→ Texte à lire:
***

A ce titre, le petit film publicitaire animé baptisé Let's All go to the Lobby, d'une durée de 40 secondes et diffusé dans les salles américaines en 1957, incitant le public à se rendre dans le Hall du cinéma pour y acheter des friandises, est célèbre. Son importance historique a d'ailleurs été reconnue par la Bibliothèque du Congrès américain, qui l'a intégré dans son prestigieux catalogue en 2000.

Le voici, ci-dessous...

Dès le milieu des années cinquante et surtout dans les années 1960, les salles de cinéma subissent de plein fouet la concurrence de la télévision. Toutefois, la préparation et la consommation de popcorn dans les foyers américains ne sont pas très répandues; principalement en raison de la nécessité de certains ingrédients et ustensiles de cuisine Ad Hoc. Un produit changera ça, commercialisé sous le nom de EZ Pop. Il suffit juste à la ménagère de placer le récipient au-dessus d'une source de chaleur.

Voici une publicité de la marque, diffusée dans les foyers américains aux alentours de 1955 :

Et maintenant ?

Cette relation entre le popcorn et les films a en fait profondément transformé l'industrie elle-même. Avant la Grande Dépression, le popcorn vendu était essentiellement de couleur blanche; on trouvait alors peu de popcorn jaune, d'autant que son coût de fabrication était deux fois plus cher.

***

→ Entrées:
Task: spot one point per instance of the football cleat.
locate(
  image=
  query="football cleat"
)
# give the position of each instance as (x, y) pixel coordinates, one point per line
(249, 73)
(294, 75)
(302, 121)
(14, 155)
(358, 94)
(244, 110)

***

→ Consigne: Poursuivez le texte sur le popcorn et le cinéma en reprenant juste après sa dernière phrase.

→ Réponse:
Rapidement, les exploitants de salles ont marqué leur préférence, qui allait au popcorn jaune, parce que sa couleur rappellait naturellement le beurre. Les clients et spectateurs quant à eux ont emboité le pas, préférant acheter ce popcorn jaune qui ressemble à celui qu'on mange dans les salles de cinéma. Les chiffres sont éloquents : à peine 10% des popcorn vendus dans les cinémas aux Etats-Unis sont de couleur blanche. Aux Etats-Unis toujours, la vente de boisson et nourriture représente entre 40 et 46% des revenus des salles, ce qui est absolument colossal.

Dans un rapport se penchant notamment sur les ressources des cinémas paru en 2016, l'avocat au Barreau de Paris Pierre Kopp, compare les chiffres d'affaires des principaux groupes du réseau de distribution de films, UGC, CGR et Gaumont Pathé.

Et de pointer que la vente de confiseries pèse en moyenne 14,97% du chiffre d'affaires. C'est davantage que la publicité, qui représente quant à elle 9,42%, avec des disparités importantes en fonction des réseaux de salles.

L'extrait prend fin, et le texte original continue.